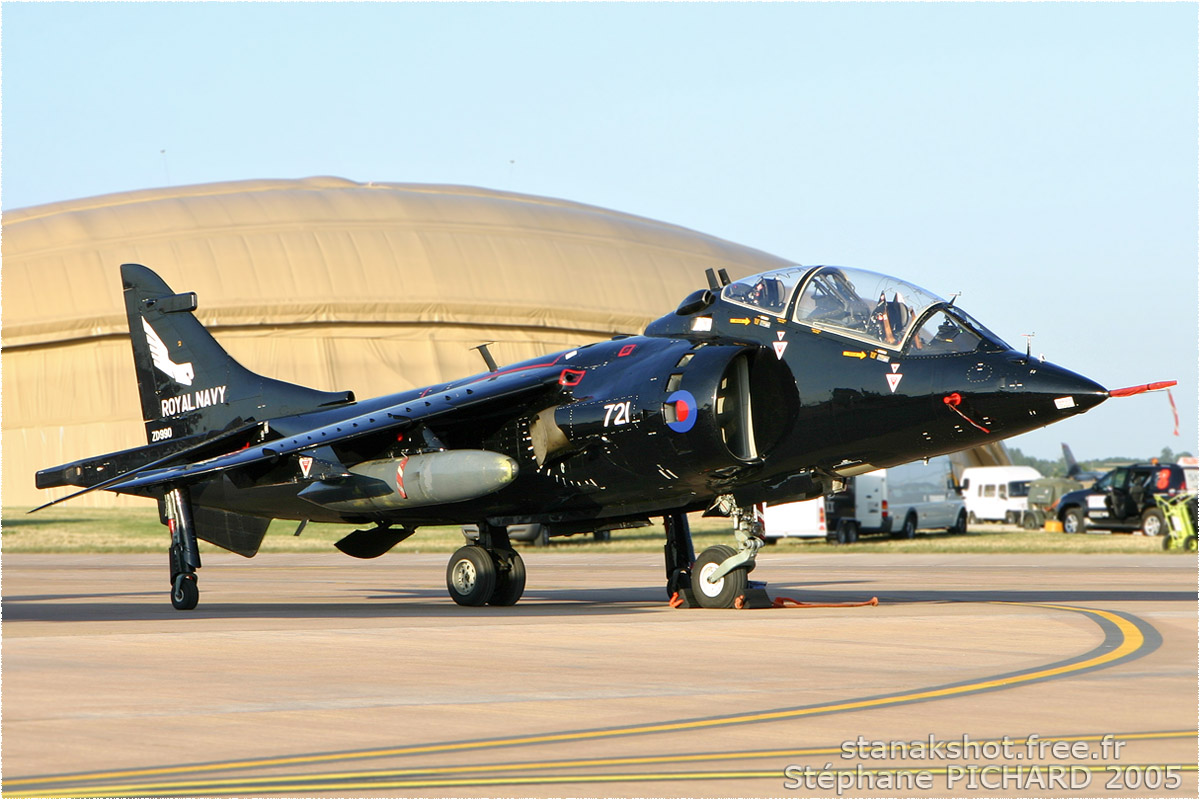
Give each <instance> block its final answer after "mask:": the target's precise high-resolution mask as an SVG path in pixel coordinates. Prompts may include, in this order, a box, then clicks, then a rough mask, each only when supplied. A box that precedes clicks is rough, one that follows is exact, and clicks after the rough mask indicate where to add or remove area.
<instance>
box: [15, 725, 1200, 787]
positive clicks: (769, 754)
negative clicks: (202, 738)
mask: <svg viewBox="0 0 1200 800" xmlns="http://www.w3.org/2000/svg"><path fill="white" fill-rule="evenodd" d="M1198 735H1200V732H1198V730H1163V732H1151V733H1112V734H1085V735H1073V736H1038V739H1037V741H1046V742H1054V741H1102V740H1104V739H1105V738H1112V739H1116V740H1118V741H1122V742H1128V741H1132V740H1142V741H1146V740H1163V739H1195V738H1196V736H1198ZM943 741H954V742H956V741H958V740H943ZM1008 741H1009V742H1010V744H1012V745H1013V746H1020V745H1024V744H1026V742H1027V741H1028V739H1026V738H1021V739H1012V738H1010V739H1008ZM1002 742H1003V740H1001V739H979V740H972V744H976V745H978V746H980V747H983V746H986V745H991V744H995V745H1000V744H1002ZM841 753H842V747H841V746H840V745H839V746H835V747H805V748H799V750H794V748H793V750H761V751H731V752H720V753H690V754H688V753H683V754H671V756H626V757H614V758H586V759H566V760H542V762H520V763H510V764H473V765H454V766H427V768H421V766H414V768H404V769H386V770H353V771H347V772H324V774H316V775H274V776H266V777H247V778H209V780H203V781H170V782H161V783H130V784H108V786H104V787H97V788H95V789H92V792H94V793H95V792H98V790H100V789H101V788H102V789H103V792H102V793H103V794H112V793H120V794H128V795H132V796H137V795H146V794H160V793H162V792H164V790H166V792H172V790H178V792H180V793H185V794H192V793H196V794H211V793H214V792H226V790H229V792H235V793H236V794H247V793H253V792H263V790H272V789H274V790H275V792H288V790H292V789H293V788H294V787H293V784H294V783H295V782H296V781H306V782H307V783H306V786H310V787H311V786H312V784H316V783H334V782H337V783H338V786H342V784H343V782H346V781H365V780H368V778H398V777H403V776H415V775H422V776H425V775H470V774H473V772H524V771H534V770H564V769H583V768H596V766H634V765H649V764H683V763H689V762H721V760H736V759H762V758H797V757H811V756H840V754H841ZM1064 763H1068V764H1069V762H1064ZM881 769H883V768H881ZM826 771H830V770H826ZM832 771H836V770H832ZM865 771H869V770H864V772H865ZM558 777H560V778H565V777H568V776H558ZM481 780H482V778H481ZM494 780H500V778H494ZM428 781H430V778H426V781H424V782H420V784H421V786H426V784H428ZM376 784H377V783H372V786H376ZM442 784H445V782H443V783H442ZM460 784H461V783H460ZM470 786H475V783H470ZM184 790H186V792H184ZM80 792H82V790H80ZM6 796H10V798H26V796H29V798H32V796H41V795H37V794H7V795H6ZM46 796H49V794H47V795H46Z"/></svg>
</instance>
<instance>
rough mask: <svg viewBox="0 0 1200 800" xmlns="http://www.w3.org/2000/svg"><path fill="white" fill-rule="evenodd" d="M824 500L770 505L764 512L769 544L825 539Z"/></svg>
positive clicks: (764, 510) (766, 539)
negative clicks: (782, 541) (795, 539)
mask: <svg viewBox="0 0 1200 800" xmlns="http://www.w3.org/2000/svg"><path fill="white" fill-rule="evenodd" d="M826 531H827V529H826V524H824V498H816V499H814V500H802V501H800V503H782V504H779V505H768V506H767V507H766V510H764V511H763V537H764V539H766V540H767V542H768V543H774V542H776V541H778V540H780V539H791V537H794V539H824V537H826Z"/></svg>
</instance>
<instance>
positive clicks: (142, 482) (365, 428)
mask: <svg viewBox="0 0 1200 800" xmlns="http://www.w3.org/2000/svg"><path fill="white" fill-rule="evenodd" d="M557 362H558V359H554V360H553V361H551V362H547V363H545V365H536V366H533V367H529V368H524V369H518V371H512V372H505V373H496V374H485V375H482V377H480V378H479V379H476V380H473V381H470V383H462V384H458V385H451V387H449V389H445V390H444V391H440V392H430V393H428V395H426V396H422V397H418V398H414V399H410V401H407V402H403V403H397V404H395V405H390V407H384V408H379V409H374V410H371V411H367V413H364V414H360V415H358V416H352V417H344V419H341V420H338V421H336V422H331V423H329V425H324V426H320V427H316V428H312V429H308V431H304V432H300V433H296V434H294V435H289V437H283V438H281V439H275V440H271V441H266V443H263V444H260V445H254V446H251V447H246V449H245V450H238V451H234V452H230V453H226V455H222V456H216V457H214V458H208V459H204V461H198V462H190V463H182V464H175V465H158V464H161V462H157V463H151V464H148V465H145V467H142V468H138V469H134V470H131V471H128V473H126V474H124V475H119V476H114V477H112V479H109V480H107V481H104V482H103V483H98V485H96V486H90V487H88V488H84V489H82V491H79V492H74V493H73V494H68V495H66V497H62V498H59V499H56V500H52V501H50V503H47V504H44V505H41V506H38V507H37V509H34V510H32V511H30V513H32V512H34V511H41V510H42V509H47V507H49V506H52V505H55V504H59V503H62V501H65V500H70V499H72V498H76V497H79V495H80V494H86V493H88V492H94V491H96V489H101V488H103V489H108V491H110V492H127V491H130V489H138V488H146V487H152V486H164V485H173V483H192V482H196V481H198V480H202V479H204V477H206V476H210V475H214V474H218V473H224V471H228V470H233V469H239V468H242V467H248V465H251V464H257V463H262V462H269V461H277V459H280V458H283V457H286V456H290V455H293V453H298V452H302V451H305V450H312V449H314V447H322V446H325V445H334V444H338V443H342V441H348V440H352V439H358V438H361V437H365V435H371V434H378V433H380V432H384V431H389V429H394V431H403V429H406V428H409V427H412V426H414V425H418V423H426V422H428V421H431V420H434V419H439V417H450V416H452V415H460V414H464V413H468V411H478V413H485V411H486V410H488V409H490V408H496V407H500V405H503V404H504V403H505V402H511V401H516V399H518V398H521V397H526V396H530V395H536V393H538V392H540V391H546V390H548V389H550V387H551V386H557V385H558V384H559V379H560V377H562V373H563V367H562V366H560V365H558V366H556V365H557ZM162 461H166V459H162Z"/></svg>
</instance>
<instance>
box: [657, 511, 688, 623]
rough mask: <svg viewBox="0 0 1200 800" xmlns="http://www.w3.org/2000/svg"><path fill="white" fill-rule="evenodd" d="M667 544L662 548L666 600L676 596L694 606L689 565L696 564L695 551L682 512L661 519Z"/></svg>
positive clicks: (668, 515)
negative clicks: (663, 558) (666, 539)
mask: <svg viewBox="0 0 1200 800" xmlns="http://www.w3.org/2000/svg"><path fill="white" fill-rule="evenodd" d="M662 527H664V529H666V534H667V543H666V545H664V546H662V553H664V555H665V558H666V567H667V600H671V599H672V597H674V596H676V594H678V595H679V596H680V597H683V599H684V601H685V602H686V603H688V604H689V606H695V604H696V603H695V600H694V599H692V596H691V565H692V564H695V563H696V549H695V547H692V543H691V528H690V527H689V525H688V515H685V513H682V512H676V513H670V515H666V516H665V517H662Z"/></svg>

===============

» Task to complete: Repeat the material above exactly, so that every entry appears but no picture does.

» Solution for this task:
Give each <instance> block its final answer after "mask:": the target's precise high-resolution mask as an SVG path in pixel coordinates. Prompts may include, in this order, a box, then clicks, then a rough mask, each only when supplied. A box that precedes clicks is rough, one that follows is exact, and clicks after the rough mask indicate where to add or remove area.
<instance>
box: [15, 725, 1200, 787]
positive clicks: (769, 754)
negative clicks: (202, 738)
mask: <svg viewBox="0 0 1200 800" xmlns="http://www.w3.org/2000/svg"><path fill="white" fill-rule="evenodd" d="M1198 735H1200V732H1198V730H1163V732H1151V733H1112V734H1085V735H1073V736H1038V739H1037V741H1046V742H1054V741H1102V740H1104V739H1105V738H1112V739H1116V740H1118V741H1122V742H1128V741H1132V740H1142V741H1146V740H1163V739H1195V738H1196V736H1198ZM943 741H954V742H956V741H958V740H943ZM1008 741H1009V742H1010V744H1012V745H1013V746H1020V745H1024V744H1026V742H1027V741H1028V739H1026V738H1021V739H1012V738H1010V739H1008ZM1002 742H1003V740H1001V739H979V740H972V744H976V745H978V746H980V747H983V746H986V745H991V744H995V745H1000V744H1002ZM841 753H842V747H841V746H840V745H839V746H835V747H805V748H799V750H794V748H793V750H761V751H731V752H720V753H690V754H688V753H683V754H671V756H626V757H614V758H586V759H566V760H542V762H520V763H510V764H473V765H454V766H427V768H421V766H414V768H404V769H386V770H353V771H347V772H324V774H316V775H274V776H266V777H247V778H209V780H203V781H170V782H161V783H130V784H108V786H104V787H97V788H95V789H92V792H94V793H95V792H98V790H100V789H101V788H102V789H103V792H102V793H103V794H112V793H120V794H128V795H132V796H137V795H146V794H160V793H162V792H164V790H166V792H172V790H178V792H180V793H185V794H192V793H196V794H211V793H214V792H226V790H229V792H235V793H236V794H247V793H253V792H263V790H272V789H274V790H275V792H288V790H292V789H293V788H294V787H293V784H294V783H295V782H296V781H306V782H307V783H306V786H310V787H311V786H312V784H316V783H334V782H337V783H338V786H342V784H343V782H346V781H365V780H368V778H398V777H403V776H415V775H422V776H425V775H470V774H473V772H524V771H534V770H564V769H583V768H596V766H634V765H649V764H683V763H689V762H721V760H736V759H762V758H797V757H811V756H840V754H841ZM1064 763H1068V764H1069V762H1064ZM881 769H883V768H881ZM826 771H830V770H826ZM832 771H836V770H832ZM865 771H869V770H864V772H865ZM558 777H560V778H565V777H568V776H558ZM481 780H482V778H481ZM494 780H500V778H494ZM428 781H430V778H426V781H424V782H420V784H421V786H426V784H428ZM376 784H377V783H372V786H376ZM442 784H445V782H443V783H442ZM460 784H461V783H460ZM470 786H475V783H470ZM184 790H186V792H184ZM80 792H82V790H80ZM6 796H10V798H26V796H29V798H32V796H41V795H37V794H7V795H6ZM46 796H49V794H47V795H46Z"/></svg>
</instance>
<instance>
rough mask: <svg viewBox="0 0 1200 800" xmlns="http://www.w3.org/2000/svg"><path fill="white" fill-rule="evenodd" d="M824 500L770 505L764 512L769 544L825 539Z"/></svg>
positive clicks: (764, 510) (766, 539)
negative clicks: (782, 541) (795, 539)
mask: <svg viewBox="0 0 1200 800" xmlns="http://www.w3.org/2000/svg"><path fill="white" fill-rule="evenodd" d="M826 531H827V529H826V524H824V498H816V499H814V500H802V501H800V503H782V504H779V505H768V506H767V507H766V510H764V511H763V537H764V539H766V540H767V542H768V543H774V542H776V541H778V540H780V539H791V537H794V539H824V537H826Z"/></svg>
</instance>
<instance>
positive clicks: (142, 482) (365, 428)
mask: <svg viewBox="0 0 1200 800" xmlns="http://www.w3.org/2000/svg"><path fill="white" fill-rule="evenodd" d="M557 362H558V359H554V360H553V361H551V362H547V363H545V365H536V366H533V367H529V368H524V369H518V371H512V372H505V373H496V374H485V375H482V377H480V378H479V379H476V380H473V381H470V383H462V384H458V385H451V387H449V389H445V390H444V391H440V392H430V393H428V395H426V396H422V397H418V398H414V399H410V401H407V402H403V403H397V404H395V405H390V407H384V408H379V409H374V410H371V411H367V413H364V414H360V415H358V416H352V417H344V419H341V420H338V421H336V422H331V423H329V425H324V426H320V427H316V428H312V429H308V431H304V432H300V433H296V434H294V435H289V437H283V438H281V439H275V440H271V441H266V443H263V444H260V445H254V446H251V447H246V449H245V450H238V451H234V452H230V453H226V455H222V456H216V457H214V458H208V459H204V461H198V462H190V463H182V464H175V465H158V464H161V462H157V463H151V464H148V465H145V467H142V468H138V469H134V470H131V471H128V473H126V474H124V475H119V476H114V477H112V479H109V480H107V481H104V482H103V483H98V485H96V486H90V487H88V488H84V489H82V491H79V492H74V493H73V494H68V495H66V497H62V498H59V499H56V500H52V501H50V503H47V504H44V505H41V506H38V507H37V509H34V510H32V511H30V513H32V512H34V511H41V510H42V509H47V507H49V506H52V505H55V504H59V503H62V501H65V500H70V499H72V498H76V497H79V495H80V494H86V493H88V492H94V491H96V489H101V488H103V489H108V491H110V492H127V491H130V489H138V488H146V487H152V486H164V485H173V483H192V482H196V481H198V480H202V479H204V477H206V476H210V475H214V474H218V473H224V471H228V470H233V469H239V468H242V467H248V465H251V464H257V463H262V462H269V461H277V459H280V458H283V457H286V456H290V455H293V453H298V452H302V451H305V450H312V449H314V447H322V446H325V445H334V444H338V443H342V441H348V440H352V439H358V438H361V437H365V435H371V434H378V433H380V432H384V431H389V429H394V431H403V429H406V428H409V427H412V426H414V425H418V423H426V422H428V421H431V420H434V419H439V417H450V416H452V415H460V414H464V413H468V411H478V413H485V411H486V410H488V409H490V408H496V407H500V405H503V404H504V403H505V402H511V401H516V399H518V398H521V397H526V396H530V395H536V393H538V392H540V391H546V390H548V389H550V387H551V386H557V385H558V384H559V379H560V377H562V373H563V367H562V366H560V365H558V366H556V365H557ZM162 461H166V459H162Z"/></svg>
</instance>
<instance>
box: [657, 511, 688, 623]
rough mask: <svg viewBox="0 0 1200 800" xmlns="http://www.w3.org/2000/svg"><path fill="white" fill-rule="evenodd" d="M667 544L662 548L666 600L676 596L694 606L689 565L696 564L695 551L682 512L661 519Z"/></svg>
positive clicks: (668, 515)
negative clicks: (663, 558) (666, 539)
mask: <svg viewBox="0 0 1200 800" xmlns="http://www.w3.org/2000/svg"><path fill="white" fill-rule="evenodd" d="M662 527H664V529H666V534H667V543H666V545H664V546H662V553H664V555H665V558H666V567H667V600H671V599H672V597H674V596H676V594H678V595H679V596H680V597H683V599H684V601H685V602H686V603H688V604H689V606H695V604H696V603H695V600H694V599H692V596H691V565H692V564H695V563H696V549H695V547H692V543H691V528H690V527H689V525H688V515H685V513H682V512H676V513H670V515H666V516H665V517H662Z"/></svg>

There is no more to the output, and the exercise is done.